WRITTEN REQUEST: Please rewrite all of the data below in full, requests included, scaling every bounding-box coordinate in the answers by 0.45 and rounding each to a whole number, with halves rounded up. Leave the numbers in the requests and their format samples unchanged.

INPUT DATA:

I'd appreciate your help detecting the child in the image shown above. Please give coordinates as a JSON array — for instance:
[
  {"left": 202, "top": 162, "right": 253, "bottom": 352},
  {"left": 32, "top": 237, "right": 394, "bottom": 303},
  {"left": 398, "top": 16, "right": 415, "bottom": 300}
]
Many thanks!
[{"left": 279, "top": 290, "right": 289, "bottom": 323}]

EXERCISE OUTPUT:
I'd appreciate your help detecting the child in the image shown above. Please give coordinates as a JSON array — for instance:
[
  {"left": 202, "top": 162, "right": 253, "bottom": 352},
  {"left": 32, "top": 237, "right": 394, "bottom": 303},
  {"left": 398, "top": 16, "right": 415, "bottom": 300}
]
Many thanks!
[{"left": 126, "top": 131, "right": 130, "bottom": 145}]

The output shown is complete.